> [Übungsaufgaben]:
[a] Schreibe aus dem Seitentext alles von „Das Geschehen änderte“ bis hin zu „Marine erhalten hätten.“ wortgetreu ab.
[b] Gib zu jeder Aussage an, ob sie mit dem Seitentext übereinstimmt, und belege dein Ja oder Nein mit den entscheidenden Worten daraus als wörtlichem Zitat: (i) Frankreich schloss die Allianz mit den Amerikanern im Februar 1778. (ii) In Yorktown wurden 10.000 britische Soldaten eingeschlossen. (iii) Der Frieden von Paris wurde im September 1783 unterzeichnet.

> [Seitentext]:
↓
Das Geschehen änderte sich im Oktober 1777, als die britische Armee
unter General John Burgyne sich in Saratoga, im nördlichen New
York, ergab. Durch diesen Sieg ermutigt, ergriff Frankreich die Gelegenheit,
ihren traditionellen Feind Britannien zu erniedrigen und unterzeichneten
im Februar 1778 eine französic-amerikanische Allianz. Die amerikanischen
Truppen kämpften, trotz geringen Proviants und mangelnder Ausbildung,
im allgemeinen sehr gut, hätten jedoch möglicherweise den
Krieg verloren, wenn sie nicht französische Finanzhilfen und Unterstützung
durch die mächtige französische Marine erhalten hätten.
Nach 1778 verlagerten
sich die Kämpfe nach Süden. 1781 wurden von der französischen
Marine und einer gemeinsamen französisch-amerikanischen Armee unter
George Washington, 8000 britische Soldaten unter dem Kommando von General
George Cornwallis in Yorktown, Virginia, eingeschlossen. Cornwallis
kapitulierte, und kurz darauf regte die britische Regierung Friedensverhandlungen
an. Der im September 1783 unterzeichnete Frieden von Paris erkannte
die Unabhängigkeit der Vereinigten Staaten an und gewährte
der neuen Nation alle nördlich von Florida, südlich von Kanada
und östlich des Mississippi gelegenen Territorien.
↑
Einträge zum Zeigen auf benannte Objekte:
↓
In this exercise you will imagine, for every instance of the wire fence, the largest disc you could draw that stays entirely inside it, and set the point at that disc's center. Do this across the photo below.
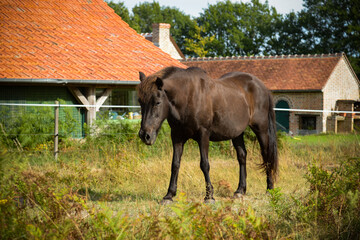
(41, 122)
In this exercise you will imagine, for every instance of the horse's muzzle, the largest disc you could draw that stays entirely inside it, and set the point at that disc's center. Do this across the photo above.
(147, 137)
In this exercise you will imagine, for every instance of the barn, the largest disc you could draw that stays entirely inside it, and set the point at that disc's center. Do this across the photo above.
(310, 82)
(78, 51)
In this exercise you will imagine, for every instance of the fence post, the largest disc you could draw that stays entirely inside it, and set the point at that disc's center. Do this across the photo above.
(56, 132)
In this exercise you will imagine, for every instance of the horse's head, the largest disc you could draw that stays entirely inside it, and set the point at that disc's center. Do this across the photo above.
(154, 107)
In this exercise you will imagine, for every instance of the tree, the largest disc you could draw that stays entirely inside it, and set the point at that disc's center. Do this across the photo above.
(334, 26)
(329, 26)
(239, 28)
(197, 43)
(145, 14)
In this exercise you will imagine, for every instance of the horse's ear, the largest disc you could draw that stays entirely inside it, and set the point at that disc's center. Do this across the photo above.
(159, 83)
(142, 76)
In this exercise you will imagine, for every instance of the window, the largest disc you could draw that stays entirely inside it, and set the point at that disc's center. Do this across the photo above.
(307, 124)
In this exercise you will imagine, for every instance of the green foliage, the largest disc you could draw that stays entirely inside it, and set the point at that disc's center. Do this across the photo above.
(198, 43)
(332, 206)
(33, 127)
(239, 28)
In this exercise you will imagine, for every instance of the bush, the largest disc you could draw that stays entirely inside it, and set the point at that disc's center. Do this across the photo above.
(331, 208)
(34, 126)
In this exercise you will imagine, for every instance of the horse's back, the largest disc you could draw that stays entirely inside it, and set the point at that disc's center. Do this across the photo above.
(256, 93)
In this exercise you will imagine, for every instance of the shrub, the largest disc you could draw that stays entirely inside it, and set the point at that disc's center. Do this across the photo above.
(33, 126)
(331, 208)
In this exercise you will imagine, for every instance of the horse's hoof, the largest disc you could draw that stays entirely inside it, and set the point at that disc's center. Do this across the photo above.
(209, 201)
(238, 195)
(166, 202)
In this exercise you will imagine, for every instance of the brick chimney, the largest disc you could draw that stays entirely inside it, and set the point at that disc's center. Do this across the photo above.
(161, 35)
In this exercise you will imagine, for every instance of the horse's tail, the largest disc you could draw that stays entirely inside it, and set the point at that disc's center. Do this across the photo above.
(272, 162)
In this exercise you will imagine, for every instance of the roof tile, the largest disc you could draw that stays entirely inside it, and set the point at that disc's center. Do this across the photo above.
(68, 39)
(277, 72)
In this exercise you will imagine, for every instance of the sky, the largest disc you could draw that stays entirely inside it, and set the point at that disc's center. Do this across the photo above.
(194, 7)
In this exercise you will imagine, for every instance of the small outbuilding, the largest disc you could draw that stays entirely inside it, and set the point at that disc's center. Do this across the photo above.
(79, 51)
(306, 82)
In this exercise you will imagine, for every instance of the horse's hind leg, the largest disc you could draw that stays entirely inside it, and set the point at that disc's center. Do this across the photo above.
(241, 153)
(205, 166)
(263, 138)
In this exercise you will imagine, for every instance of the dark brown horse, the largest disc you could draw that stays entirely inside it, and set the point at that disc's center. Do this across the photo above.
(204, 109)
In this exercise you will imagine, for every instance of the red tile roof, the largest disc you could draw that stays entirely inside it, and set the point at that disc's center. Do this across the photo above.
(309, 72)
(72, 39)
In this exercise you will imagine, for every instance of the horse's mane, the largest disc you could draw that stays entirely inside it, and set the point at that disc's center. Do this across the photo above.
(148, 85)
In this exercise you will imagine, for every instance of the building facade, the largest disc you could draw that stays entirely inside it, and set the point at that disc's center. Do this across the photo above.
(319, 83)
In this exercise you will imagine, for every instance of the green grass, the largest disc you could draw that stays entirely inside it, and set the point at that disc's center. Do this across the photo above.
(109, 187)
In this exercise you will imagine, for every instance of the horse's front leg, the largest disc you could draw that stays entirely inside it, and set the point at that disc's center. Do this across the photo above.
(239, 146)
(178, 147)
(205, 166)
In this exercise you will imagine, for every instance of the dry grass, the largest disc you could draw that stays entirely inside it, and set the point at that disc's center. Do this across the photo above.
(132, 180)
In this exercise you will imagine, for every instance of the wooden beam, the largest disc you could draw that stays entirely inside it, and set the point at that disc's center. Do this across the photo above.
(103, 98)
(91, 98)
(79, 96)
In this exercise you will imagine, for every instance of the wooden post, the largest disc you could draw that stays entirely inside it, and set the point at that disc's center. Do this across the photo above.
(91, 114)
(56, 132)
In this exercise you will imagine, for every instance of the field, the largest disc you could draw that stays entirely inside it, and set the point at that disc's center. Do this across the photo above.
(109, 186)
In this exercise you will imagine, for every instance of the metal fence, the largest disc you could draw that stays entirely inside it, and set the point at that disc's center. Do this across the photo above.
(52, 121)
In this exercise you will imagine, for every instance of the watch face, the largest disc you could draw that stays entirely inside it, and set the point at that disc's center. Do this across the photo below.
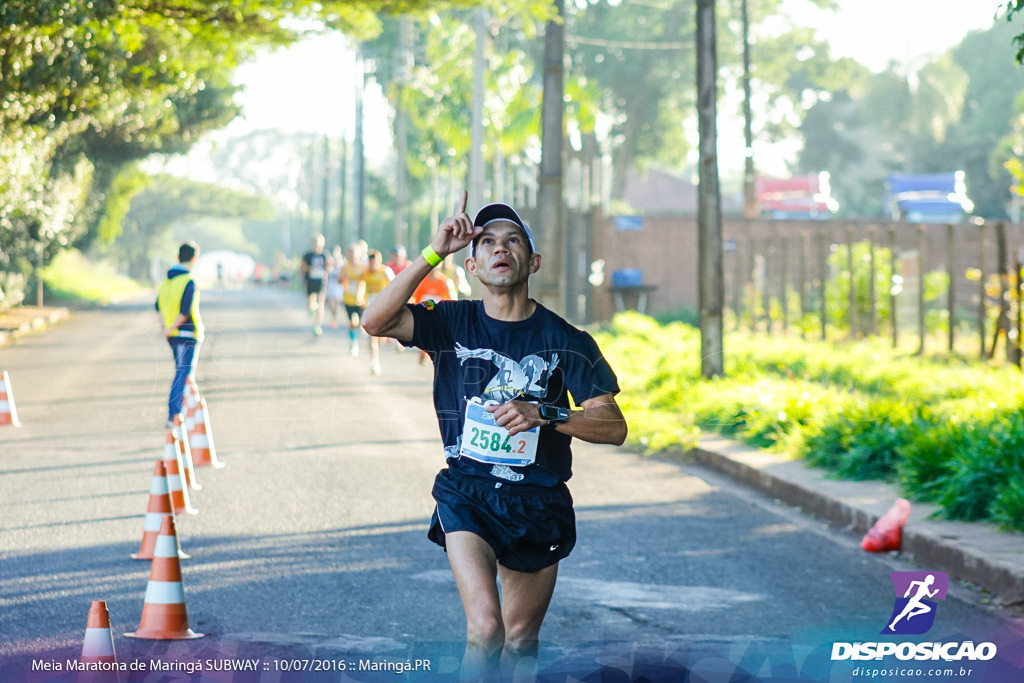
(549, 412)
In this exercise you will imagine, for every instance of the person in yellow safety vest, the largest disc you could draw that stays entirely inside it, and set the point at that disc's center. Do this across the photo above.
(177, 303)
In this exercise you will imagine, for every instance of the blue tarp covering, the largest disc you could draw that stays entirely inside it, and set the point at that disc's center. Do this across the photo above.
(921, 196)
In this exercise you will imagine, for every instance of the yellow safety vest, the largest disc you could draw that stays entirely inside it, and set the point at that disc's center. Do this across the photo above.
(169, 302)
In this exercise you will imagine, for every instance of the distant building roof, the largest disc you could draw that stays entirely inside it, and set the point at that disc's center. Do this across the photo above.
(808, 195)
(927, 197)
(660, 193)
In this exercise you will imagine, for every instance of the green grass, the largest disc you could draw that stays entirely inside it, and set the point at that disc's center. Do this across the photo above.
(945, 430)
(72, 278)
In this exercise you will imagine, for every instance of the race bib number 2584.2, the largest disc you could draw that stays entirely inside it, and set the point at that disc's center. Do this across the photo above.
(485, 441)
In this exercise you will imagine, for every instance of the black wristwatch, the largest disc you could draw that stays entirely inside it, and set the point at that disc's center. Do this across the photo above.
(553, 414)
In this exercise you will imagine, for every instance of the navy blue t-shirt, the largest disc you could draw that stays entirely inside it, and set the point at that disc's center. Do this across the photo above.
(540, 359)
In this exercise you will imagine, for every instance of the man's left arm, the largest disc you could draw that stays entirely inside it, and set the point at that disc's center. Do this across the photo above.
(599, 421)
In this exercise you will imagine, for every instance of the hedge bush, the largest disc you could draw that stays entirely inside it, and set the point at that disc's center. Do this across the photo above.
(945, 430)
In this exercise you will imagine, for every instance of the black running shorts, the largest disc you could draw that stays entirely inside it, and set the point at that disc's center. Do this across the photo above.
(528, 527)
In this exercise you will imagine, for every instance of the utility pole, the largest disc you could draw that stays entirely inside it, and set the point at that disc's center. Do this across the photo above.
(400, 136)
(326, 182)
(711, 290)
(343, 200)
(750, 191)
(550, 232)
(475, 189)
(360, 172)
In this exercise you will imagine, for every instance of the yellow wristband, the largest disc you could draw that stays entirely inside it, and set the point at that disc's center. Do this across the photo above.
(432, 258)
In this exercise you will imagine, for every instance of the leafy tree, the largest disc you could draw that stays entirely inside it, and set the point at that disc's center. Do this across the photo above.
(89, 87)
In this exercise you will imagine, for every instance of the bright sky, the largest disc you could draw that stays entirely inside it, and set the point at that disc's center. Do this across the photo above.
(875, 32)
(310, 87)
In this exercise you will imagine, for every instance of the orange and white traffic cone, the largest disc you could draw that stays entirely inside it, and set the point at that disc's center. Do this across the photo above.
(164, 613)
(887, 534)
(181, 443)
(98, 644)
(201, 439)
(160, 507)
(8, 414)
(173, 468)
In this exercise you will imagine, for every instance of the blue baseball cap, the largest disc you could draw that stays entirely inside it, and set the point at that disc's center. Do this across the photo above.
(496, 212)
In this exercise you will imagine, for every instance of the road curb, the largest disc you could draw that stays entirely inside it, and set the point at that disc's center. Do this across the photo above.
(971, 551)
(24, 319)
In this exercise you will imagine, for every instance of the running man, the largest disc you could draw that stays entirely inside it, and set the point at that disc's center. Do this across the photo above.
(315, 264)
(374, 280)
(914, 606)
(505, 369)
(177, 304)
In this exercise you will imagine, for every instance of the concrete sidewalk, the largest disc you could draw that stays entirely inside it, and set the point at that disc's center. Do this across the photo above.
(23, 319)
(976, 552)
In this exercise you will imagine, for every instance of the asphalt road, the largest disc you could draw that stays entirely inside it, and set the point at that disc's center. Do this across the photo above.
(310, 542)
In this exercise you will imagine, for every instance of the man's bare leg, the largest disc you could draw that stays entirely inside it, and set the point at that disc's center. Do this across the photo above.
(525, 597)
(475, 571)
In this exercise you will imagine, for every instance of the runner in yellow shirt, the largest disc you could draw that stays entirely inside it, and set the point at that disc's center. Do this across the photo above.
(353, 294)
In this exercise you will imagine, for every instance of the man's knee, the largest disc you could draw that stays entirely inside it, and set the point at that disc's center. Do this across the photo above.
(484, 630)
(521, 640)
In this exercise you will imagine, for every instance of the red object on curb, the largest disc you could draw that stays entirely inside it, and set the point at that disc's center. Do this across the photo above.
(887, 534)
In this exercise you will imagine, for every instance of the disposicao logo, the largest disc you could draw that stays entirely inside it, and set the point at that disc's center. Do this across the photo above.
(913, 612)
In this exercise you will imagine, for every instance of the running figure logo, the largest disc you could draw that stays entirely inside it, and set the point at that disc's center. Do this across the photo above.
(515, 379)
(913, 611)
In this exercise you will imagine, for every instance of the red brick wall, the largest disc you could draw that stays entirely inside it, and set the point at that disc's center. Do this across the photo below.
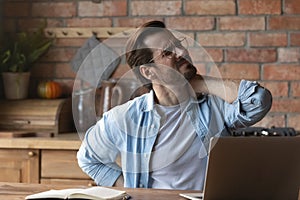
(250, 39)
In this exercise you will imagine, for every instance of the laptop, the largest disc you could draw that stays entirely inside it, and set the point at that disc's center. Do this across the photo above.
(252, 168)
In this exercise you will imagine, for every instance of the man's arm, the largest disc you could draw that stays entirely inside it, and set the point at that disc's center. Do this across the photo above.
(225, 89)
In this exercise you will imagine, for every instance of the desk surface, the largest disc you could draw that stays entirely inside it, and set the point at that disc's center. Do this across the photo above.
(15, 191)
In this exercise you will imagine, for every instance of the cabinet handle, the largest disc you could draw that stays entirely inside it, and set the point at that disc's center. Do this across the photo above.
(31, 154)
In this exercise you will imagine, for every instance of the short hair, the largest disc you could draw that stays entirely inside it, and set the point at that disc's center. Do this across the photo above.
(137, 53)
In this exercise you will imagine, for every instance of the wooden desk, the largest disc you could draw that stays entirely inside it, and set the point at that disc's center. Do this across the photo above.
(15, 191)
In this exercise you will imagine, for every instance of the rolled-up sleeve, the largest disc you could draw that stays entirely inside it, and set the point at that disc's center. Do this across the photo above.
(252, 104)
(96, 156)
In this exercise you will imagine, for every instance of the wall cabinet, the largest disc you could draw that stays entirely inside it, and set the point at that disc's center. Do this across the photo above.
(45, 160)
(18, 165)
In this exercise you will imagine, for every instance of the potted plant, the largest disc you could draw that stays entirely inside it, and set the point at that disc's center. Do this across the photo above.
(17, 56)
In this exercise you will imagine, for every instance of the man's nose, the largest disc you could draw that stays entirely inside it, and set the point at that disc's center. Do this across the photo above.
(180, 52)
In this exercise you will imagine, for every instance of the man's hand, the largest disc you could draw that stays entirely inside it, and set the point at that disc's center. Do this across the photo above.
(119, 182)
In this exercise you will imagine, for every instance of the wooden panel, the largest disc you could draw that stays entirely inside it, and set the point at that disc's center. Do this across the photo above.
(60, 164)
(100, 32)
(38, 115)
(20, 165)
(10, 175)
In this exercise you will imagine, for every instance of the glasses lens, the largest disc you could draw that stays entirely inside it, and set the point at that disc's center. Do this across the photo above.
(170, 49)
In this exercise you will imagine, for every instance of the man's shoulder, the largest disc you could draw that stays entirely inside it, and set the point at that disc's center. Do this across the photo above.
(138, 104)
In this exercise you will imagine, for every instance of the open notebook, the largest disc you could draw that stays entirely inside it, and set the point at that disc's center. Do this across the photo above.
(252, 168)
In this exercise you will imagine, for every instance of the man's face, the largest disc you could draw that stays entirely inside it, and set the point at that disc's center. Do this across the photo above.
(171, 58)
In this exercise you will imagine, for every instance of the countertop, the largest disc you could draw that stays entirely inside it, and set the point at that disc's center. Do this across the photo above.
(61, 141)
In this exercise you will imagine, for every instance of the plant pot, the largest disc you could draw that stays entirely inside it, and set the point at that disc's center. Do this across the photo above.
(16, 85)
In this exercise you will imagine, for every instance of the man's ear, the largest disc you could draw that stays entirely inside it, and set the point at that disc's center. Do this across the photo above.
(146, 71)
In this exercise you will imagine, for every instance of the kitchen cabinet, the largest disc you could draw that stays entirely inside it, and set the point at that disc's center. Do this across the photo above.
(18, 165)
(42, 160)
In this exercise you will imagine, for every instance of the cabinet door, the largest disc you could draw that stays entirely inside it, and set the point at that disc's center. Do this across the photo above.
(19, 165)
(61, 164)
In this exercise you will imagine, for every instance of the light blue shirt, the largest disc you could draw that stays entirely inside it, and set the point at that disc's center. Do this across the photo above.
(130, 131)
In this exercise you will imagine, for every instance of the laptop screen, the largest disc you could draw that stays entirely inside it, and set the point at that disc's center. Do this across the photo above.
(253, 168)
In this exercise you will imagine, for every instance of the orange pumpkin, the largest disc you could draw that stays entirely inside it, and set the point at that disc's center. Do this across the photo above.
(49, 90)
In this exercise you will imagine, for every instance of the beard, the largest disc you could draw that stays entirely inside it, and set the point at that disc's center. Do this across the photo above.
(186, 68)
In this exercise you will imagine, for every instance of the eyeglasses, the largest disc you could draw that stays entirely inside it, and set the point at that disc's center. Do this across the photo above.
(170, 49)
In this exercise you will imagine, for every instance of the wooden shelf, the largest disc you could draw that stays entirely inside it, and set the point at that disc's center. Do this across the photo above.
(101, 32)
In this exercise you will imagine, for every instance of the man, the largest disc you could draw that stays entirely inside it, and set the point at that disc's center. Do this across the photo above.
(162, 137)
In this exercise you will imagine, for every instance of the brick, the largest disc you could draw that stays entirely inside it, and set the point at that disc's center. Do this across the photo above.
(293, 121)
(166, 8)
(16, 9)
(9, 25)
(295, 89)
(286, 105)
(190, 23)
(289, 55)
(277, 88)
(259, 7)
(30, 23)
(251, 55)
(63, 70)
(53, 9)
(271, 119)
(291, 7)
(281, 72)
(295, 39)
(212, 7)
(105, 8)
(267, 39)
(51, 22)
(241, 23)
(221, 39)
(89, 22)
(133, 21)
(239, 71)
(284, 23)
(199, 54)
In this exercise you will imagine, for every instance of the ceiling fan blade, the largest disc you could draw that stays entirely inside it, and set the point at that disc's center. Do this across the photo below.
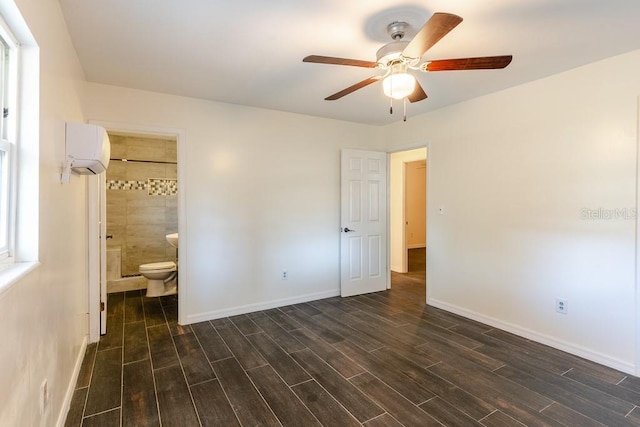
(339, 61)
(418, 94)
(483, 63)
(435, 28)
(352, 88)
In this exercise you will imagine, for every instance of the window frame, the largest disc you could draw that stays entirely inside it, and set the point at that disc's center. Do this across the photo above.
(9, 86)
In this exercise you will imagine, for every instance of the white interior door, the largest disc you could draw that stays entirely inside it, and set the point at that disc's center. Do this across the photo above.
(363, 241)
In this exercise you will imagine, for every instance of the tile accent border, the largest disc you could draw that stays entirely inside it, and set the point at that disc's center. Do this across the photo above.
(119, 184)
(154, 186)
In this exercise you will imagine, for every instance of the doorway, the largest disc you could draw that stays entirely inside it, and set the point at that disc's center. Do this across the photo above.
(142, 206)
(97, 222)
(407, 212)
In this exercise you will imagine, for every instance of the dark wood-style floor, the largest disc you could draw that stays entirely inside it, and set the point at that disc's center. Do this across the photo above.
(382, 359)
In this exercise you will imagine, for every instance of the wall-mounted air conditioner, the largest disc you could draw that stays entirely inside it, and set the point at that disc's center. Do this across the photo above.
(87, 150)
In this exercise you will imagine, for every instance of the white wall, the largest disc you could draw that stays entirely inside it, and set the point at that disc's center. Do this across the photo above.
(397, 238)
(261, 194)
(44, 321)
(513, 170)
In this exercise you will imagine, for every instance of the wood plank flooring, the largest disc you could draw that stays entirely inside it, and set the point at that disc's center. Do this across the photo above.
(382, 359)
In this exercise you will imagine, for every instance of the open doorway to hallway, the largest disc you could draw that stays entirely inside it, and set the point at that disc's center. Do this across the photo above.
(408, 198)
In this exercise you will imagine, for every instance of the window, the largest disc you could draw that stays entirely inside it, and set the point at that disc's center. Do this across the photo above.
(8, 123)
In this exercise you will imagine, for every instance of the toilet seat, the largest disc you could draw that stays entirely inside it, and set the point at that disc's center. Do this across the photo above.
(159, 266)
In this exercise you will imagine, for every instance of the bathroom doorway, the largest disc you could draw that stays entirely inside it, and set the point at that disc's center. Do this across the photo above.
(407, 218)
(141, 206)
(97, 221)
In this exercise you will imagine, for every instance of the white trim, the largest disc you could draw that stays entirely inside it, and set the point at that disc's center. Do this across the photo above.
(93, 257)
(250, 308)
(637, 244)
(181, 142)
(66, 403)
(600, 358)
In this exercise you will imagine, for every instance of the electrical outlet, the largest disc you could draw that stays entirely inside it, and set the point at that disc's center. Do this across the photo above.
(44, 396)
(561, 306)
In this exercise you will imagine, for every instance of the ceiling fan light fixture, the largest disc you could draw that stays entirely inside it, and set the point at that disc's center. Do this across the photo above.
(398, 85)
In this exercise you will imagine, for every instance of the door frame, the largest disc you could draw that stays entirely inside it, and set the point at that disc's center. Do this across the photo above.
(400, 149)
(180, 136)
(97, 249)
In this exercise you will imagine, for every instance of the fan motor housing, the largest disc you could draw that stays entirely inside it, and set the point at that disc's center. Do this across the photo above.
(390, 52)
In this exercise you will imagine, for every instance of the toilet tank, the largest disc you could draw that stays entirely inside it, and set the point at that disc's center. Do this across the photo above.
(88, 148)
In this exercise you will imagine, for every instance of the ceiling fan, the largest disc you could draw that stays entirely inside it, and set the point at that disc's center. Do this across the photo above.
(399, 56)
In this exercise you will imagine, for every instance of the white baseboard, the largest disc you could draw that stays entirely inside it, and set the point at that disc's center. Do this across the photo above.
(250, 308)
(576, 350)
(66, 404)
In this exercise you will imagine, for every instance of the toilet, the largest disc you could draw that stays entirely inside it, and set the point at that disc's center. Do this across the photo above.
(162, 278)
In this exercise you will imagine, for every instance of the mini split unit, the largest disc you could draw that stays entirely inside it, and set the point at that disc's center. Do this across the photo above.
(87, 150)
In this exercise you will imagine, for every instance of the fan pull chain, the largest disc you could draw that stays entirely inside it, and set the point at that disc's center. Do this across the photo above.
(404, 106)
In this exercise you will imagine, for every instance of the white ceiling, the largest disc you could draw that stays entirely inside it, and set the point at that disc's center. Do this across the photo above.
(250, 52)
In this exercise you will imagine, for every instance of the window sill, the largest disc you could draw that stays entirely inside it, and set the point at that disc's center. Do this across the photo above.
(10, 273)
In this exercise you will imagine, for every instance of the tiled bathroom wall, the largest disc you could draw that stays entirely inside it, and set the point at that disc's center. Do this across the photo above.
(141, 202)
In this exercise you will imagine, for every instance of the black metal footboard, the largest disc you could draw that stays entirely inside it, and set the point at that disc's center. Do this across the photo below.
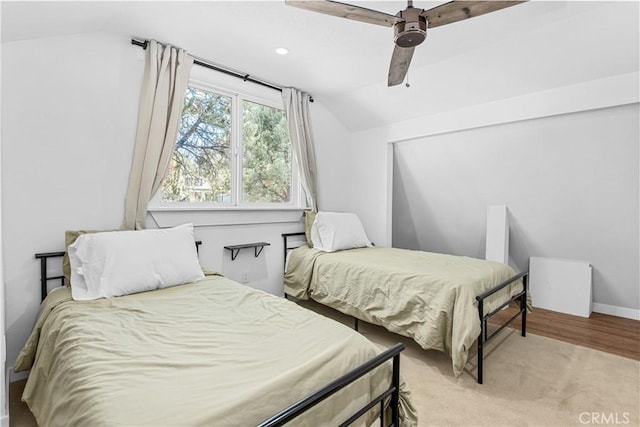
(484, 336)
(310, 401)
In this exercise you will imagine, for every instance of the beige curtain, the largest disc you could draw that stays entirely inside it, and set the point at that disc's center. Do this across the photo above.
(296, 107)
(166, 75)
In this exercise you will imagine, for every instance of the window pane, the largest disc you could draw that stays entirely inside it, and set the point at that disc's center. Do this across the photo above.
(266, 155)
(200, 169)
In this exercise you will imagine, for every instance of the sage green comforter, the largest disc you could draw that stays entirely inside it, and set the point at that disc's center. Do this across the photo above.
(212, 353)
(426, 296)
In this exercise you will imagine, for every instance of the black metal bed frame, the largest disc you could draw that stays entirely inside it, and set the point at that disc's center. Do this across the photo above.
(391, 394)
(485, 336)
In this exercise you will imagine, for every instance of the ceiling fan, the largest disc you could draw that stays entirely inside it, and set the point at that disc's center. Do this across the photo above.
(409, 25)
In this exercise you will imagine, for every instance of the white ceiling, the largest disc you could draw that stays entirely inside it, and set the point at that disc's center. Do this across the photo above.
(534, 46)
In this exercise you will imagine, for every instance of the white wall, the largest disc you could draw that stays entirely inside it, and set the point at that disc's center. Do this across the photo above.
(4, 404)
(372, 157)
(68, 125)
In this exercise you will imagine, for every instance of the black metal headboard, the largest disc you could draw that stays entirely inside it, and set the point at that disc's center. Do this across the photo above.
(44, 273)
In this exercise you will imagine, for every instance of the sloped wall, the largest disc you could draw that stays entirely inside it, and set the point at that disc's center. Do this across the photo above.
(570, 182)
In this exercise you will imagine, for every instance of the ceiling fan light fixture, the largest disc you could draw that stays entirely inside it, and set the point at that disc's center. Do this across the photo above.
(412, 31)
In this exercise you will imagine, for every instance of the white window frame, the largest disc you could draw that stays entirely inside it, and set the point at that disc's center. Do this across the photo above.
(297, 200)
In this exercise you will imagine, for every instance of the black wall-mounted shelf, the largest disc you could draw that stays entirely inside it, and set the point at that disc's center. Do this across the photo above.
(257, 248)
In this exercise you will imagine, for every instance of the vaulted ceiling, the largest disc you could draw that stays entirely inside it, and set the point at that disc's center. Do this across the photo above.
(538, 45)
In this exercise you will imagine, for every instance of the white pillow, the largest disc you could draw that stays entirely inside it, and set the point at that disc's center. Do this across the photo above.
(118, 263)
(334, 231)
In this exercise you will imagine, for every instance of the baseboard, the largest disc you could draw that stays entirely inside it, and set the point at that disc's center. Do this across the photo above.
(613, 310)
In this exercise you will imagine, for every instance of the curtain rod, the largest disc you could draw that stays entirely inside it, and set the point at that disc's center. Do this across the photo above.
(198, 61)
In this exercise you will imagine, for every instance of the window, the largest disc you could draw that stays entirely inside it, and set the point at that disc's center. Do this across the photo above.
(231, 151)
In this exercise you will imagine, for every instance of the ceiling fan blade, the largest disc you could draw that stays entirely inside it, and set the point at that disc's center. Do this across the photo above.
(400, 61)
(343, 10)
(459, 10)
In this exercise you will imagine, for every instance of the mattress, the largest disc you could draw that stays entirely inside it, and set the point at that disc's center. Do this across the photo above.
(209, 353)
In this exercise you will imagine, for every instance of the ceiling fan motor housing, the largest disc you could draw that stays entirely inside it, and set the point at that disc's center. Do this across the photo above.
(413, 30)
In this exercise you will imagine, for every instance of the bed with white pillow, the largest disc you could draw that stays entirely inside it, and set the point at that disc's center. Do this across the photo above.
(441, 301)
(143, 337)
↑
> [Ergebnisse]:
[a]
Das Geschehen änderte sich im Oktober 1777, als die britische Armee
unter General John Burgyne sich in Saratoga, im nördlichen New
York, ergab. Durch diesen Sieg ermutigt, ergriff Frankreich die Gelegenheit,
ihren traditionellen Feind Britannien zu erniedrigen und unterzeichneten
im Februar 1778 eine französic-amerikanische Allianz. Die amerikanischen
Truppen kämpften, trotz geringen Proviants und mangelnder Ausbildung,
im allgemeinen sehr gut, hätten jedoch möglicherweise den
Krieg verloren, wenn sie nicht französische Finanzhilfen und Unterstützung
durch die mächtige französische Marine erhalten hätten.

[b]
(i) Ja: „unterzeichneten im Februar 1778“
(ii) Nein: „8000 britische Soldaten“
(iii) Ja: „Der im September 1783 unterzeichnete Frieden von Paris“